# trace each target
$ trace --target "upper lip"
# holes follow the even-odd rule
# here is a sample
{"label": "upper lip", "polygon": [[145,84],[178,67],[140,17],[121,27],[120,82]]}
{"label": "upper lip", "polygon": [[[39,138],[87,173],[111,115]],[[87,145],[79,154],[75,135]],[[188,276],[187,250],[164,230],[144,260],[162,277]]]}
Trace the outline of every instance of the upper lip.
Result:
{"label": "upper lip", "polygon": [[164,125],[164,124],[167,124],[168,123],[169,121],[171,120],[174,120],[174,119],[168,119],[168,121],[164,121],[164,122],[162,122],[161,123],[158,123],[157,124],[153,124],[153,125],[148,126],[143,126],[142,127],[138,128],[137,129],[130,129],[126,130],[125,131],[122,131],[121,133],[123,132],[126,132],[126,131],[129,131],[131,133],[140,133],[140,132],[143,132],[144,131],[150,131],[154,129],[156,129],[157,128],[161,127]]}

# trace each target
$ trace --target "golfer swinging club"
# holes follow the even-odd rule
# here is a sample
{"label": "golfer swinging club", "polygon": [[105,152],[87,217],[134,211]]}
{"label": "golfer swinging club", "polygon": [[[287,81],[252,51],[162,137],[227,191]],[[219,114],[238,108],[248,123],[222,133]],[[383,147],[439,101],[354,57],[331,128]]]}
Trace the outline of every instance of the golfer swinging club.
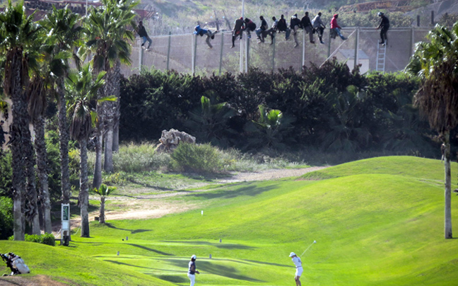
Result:
{"label": "golfer swinging club", "polygon": [[300,284],[300,275],[302,275],[303,273],[303,268],[302,268],[302,261],[300,261],[300,258],[299,256],[298,256],[294,252],[291,252],[290,253],[290,257],[291,258],[291,260],[293,261],[293,263],[295,265],[296,268],[296,273],[294,275],[294,280],[296,282],[296,286],[302,286],[302,284]]}
{"label": "golfer swinging club", "polygon": [[196,283],[196,273],[200,274],[200,272],[196,270],[196,259],[197,257],[195,255],[191,256],[191,261],[189,261],[189,269],[188,270],[188,277],[191,280],[191,286],[194,286]]}

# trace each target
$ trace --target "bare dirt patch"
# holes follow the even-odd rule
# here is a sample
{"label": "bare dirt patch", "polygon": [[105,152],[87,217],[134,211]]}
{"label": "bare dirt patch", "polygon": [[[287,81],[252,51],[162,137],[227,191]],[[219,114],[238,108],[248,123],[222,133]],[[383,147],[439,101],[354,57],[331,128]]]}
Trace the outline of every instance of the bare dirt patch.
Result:
{"label": "bare dirt patch", "polygon": [[0,277],[0,286],[68,286],[66,284],[54,281],[47,275],[15,275]]}
{"label": "bare dirt patch", "polygon": [[[298,177],[306,173],[324,168],[327,168],[327,166],[291,169],[271,169],[259,172],[240,173],[233,174],[227,178],[218,180],[216,183],[224,184]],[[214,182],[212,183],[214,183]],[[208,184],[202,183],[201,185],[199,184],[199,187]],[[193,187],[196,187],[196,185],[193,185]],[[170,202],[166,199],[171,197],[184,195],[191,193],[204,191],[206,190],[167,192],[155,195],[139,194],[139,195],[133,197],[110,196],[107,198],[107,200],[110,201],[112,205],[116,205],[121,210],[110,210],[110,207],[107,206],[107,210],[105,211],[106,220],[153,219],[161,217],[169,214],[185,212],[195,207],[195,206],[184,205],[184,203],[177,202]],[[98,200],[98,198],[95,196],[90,198],[90,199]],[[98,211],[92,212],[89,214],[89,220],[93,221],[95,217],[98,216]],[[56,237],[60,237],[60,234],[58,234],[60,222],[57,222],[53,228],[53,233]],[[71,224],[72,229],[78,229],[81,224],[81,219],[79,218],[72,219]]]}

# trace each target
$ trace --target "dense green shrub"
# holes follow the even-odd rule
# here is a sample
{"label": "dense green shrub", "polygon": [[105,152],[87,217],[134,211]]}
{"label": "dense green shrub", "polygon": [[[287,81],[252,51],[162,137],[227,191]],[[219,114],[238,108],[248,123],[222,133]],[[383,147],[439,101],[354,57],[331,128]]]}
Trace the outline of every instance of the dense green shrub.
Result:
{"label": "dense green shrub", "polygon": [[196,173],[219,173],[224,164],[217,148],[209,144],[182,143],[171,155],[175,167],[180,171]]}
{"label": "dense green shrub", "polygon": [[[14,240],[13,236],[10,236],[8,240]],[[39,244],[50,245],[51,246],[54,246],[56,245],[56,239],[52,234],[27,234],[24,237],[25,241],[29,242],[37,242]]]}
{"label": "dense green shrub", "polygon": [[0,239],[6,239],[13,235],[13,200],[0,197]]}
{"label": "dense green shrub", "polygon": [[114,171],[134,173],[167,168],[170,156],[167,154],[155,153],[155,144],[148,143],[121,146],[119,151],[113,154]]}

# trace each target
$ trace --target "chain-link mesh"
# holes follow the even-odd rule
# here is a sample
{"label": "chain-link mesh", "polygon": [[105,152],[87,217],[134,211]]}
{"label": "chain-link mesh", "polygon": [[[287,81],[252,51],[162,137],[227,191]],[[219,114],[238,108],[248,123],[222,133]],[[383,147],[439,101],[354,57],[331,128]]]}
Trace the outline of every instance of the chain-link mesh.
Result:
{"label": "chain-link mesh", "polygon": [[[339,35],[335,39],[331,38],[329,29],[327,28],[323,35],[324,44],[319,43],[317,34],[313,35],[315,43],[310,42],[309,35],[300,30],[296,47],[294,47],[293,33],[286,40],[285,33],[276,33],[273,41],[267,36],[264,42],[258,42],[254,32],[251,33],[249,39],[244,33],[242,40],[237,37],[234,47],[231,47],[232,33],[218,33],[214,39],[209,40],[211,48],[207,45],[206,35],[155,36],[151,38],[153,43],[148,51],[145,47],[141,48],[140,40],[136,42],[132,49],[131,65],[123,66],[122,72],[129,76],[138,73],[141,66],[146,69],[173,69],[196,74],[218,74],[225,72],[236,74],[250,67],[267,72],[290,67],[300,71],[303,65],[310,67],[313,63],[319,66],[327,59],[334,57],[339,61],[346,61],[353,69],[355,56],[358,63],[362,65],[362,72],[375,70],[377,67],[384,72],[396,72],[404,69],[413,52],[415,43],[426,40],[425,36],[428,31],[428,28],[421,28],[389,30],[385,55],[382,57],[384,57],[382,66],[379,58],[384,47],[379,44],[380,30],[374,28],[345,28],[341,33],[347,38],[346,40],[341,40]],[[148,42],[145,45],[148,45]]]}

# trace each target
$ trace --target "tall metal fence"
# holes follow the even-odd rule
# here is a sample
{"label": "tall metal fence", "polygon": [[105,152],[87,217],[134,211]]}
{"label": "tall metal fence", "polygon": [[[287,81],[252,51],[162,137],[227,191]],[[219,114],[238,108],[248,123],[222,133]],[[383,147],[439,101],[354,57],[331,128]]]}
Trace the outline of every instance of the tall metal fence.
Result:
{"label": "tall metal fence", "polygon": [[[286,40],[284,33],[276,33],[272,45],[270,37],[265,39],[265,42],[258,43],[254,33],[250,39],[244,34],[242,40],[236,40],[233,48],[232,33],[218,33],[210,41],[211,49],[206,43],[206,35],[155,36],[151,38],[153,44],[148,51],[141,47],[140,40],[136,41],[132,51],[132,64],[123,66],[122,72],[129,76],[143,68],[208,75],[225,72],[245,72],[249,67],[271,72],[290,67],[300,71],[303,66],[309,67],[312,63],[319,66],[334,57],[339,61],[346,61],[351,69],[355,63],[361,64],[363,73],[375,69],[396,72],[406,67],[415,43],[426,40],[425,37],[430,29],[392,28],[388,31],[384,52],[382,50],[385,47],[378,43],[380,30],[373,28],[344,28],[342,34],[348,38],[346,40],[339,36],[330,38],[329,30],[326,29],[323,36],[324,44],[319,43],[317,34],[314,35],[315,44],[310,43],[309,35],[301,30],[298,32],[299,45],[296,47],[293,35]],[[383,65],[377,65],[380,57],[383,57]]]}

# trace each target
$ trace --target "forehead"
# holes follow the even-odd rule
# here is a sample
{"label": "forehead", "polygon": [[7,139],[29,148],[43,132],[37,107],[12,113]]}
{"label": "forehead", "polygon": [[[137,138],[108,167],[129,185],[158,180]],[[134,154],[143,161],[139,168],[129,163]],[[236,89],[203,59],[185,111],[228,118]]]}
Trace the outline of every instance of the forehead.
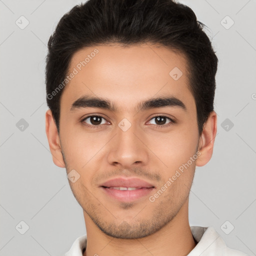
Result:
{"label": "forehead", "polygon": [[123,108],[162,95],[194,104],[185,58],[163,46],[86,48],[72,56],[67,74],[72,73],[75,74],[66,86],[61,104],[70,106],[84,95],[108,98]]}

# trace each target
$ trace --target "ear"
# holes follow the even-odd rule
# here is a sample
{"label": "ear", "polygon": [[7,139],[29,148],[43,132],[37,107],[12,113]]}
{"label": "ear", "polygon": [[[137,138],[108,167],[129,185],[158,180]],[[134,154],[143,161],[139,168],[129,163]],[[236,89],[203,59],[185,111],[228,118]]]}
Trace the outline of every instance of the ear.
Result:
{"label": "ear", "polygon": [[217,114],[212,112],[204,126],[200,138],[198,148],[200,154],[196,160],[196,166],[203,166],[210,160],[212,155],[214,144],[217,132]]}
{"label": "ear", "polygon": [[60,136],[52,114],[50,110],[46,113],[46,132],[54,162],[58,167],[64,168],[65,162],[62,154]]}

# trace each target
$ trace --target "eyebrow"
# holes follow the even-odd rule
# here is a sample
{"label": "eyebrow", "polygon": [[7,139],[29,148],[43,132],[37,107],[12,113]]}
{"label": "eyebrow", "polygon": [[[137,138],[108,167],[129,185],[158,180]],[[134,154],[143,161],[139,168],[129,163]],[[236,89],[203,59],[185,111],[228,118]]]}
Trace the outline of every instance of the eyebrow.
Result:
{"label": "eyebrow", "polygon": [[[184,103],[173,96],[148,98],[140,102],[137,106],[136,109],[139,112],[150,108],[170,106],[178,107],[184,111],[187,110]],[[80,108],[96,108],[108,110],[112,112],[116,112],[117,110],[117,108],[115,104],[109,100],[88,96],[82,96],[74,102],[71,106],[70,110],[72,112]]]}

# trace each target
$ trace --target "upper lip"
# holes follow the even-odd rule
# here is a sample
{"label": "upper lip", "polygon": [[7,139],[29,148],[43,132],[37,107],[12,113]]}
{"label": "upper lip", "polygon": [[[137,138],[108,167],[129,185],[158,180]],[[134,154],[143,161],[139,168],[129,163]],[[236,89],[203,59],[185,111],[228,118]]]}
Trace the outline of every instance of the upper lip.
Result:
{"label": "upper lip", "polygon": [[124,187],[124,188],[152,188],[154,186],[145,180],[136,178],[117,178],[109,180],[102,183],[100,186],[110,188]]}

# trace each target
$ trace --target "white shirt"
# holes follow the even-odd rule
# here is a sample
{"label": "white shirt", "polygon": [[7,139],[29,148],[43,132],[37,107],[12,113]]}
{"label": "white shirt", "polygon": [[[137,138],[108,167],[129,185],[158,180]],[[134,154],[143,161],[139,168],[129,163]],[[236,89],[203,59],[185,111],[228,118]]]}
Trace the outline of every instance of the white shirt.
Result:
{"label": "white shirt", "polygon": [[[238,250],[228,248],[214,228],[190,226],[191,232],[198,242],[187,256],[248,256]],[[86,244],[86,235],[77,238],[64,256],[82,256]]]}

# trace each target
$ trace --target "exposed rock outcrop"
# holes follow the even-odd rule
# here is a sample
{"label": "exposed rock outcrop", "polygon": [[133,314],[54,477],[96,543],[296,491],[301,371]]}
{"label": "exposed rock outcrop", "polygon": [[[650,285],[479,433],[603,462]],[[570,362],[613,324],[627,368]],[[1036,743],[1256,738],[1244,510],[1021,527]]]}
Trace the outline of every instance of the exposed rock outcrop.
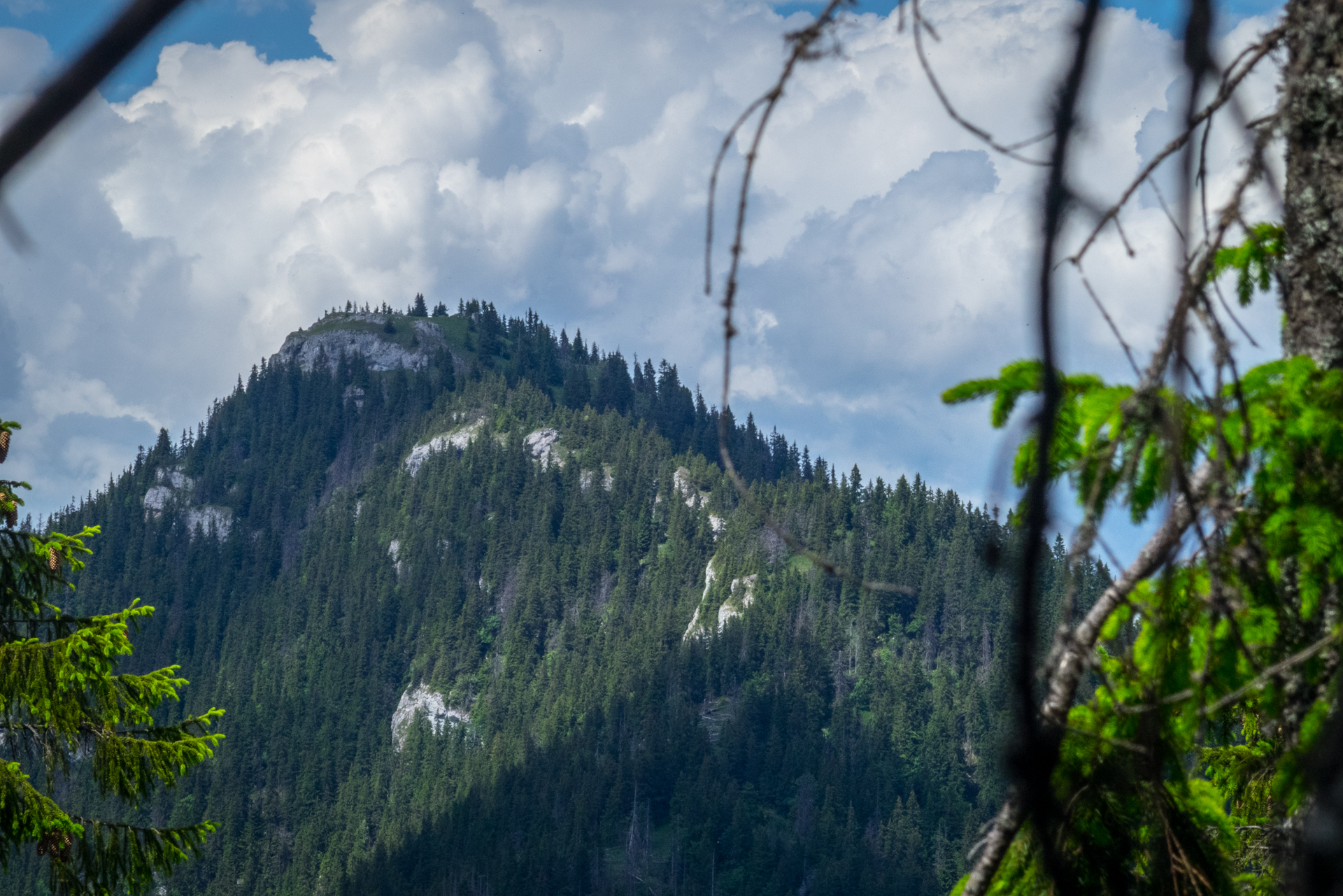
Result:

# # #

Which lines above contain the word "white"? Find them all and copy each one in full.

Answer to this exercise
$ trace --target "white shirt"
{"label": "white shirt", "polygon": [[7,139],[29,148],[43,132],[37,107],[12,113]]}
{"label": "white shirt", "polygon": [[[137,138],[108,167],[129,185],[158,180]],[[134,154],[143,161],[139,168],[129,163]],[[236,89],[203,59],[185,111],[228,118]]]}
Trace the outline of every instance of the white shirt.
{"label": "white shirt", "polygon": [[[238,250],[228,248],[214,228],[190,226],[191,232],[198,242],[187,256],[248,256]],[[86,244],[86,235],[77,238],[64,256],[82,256]]]}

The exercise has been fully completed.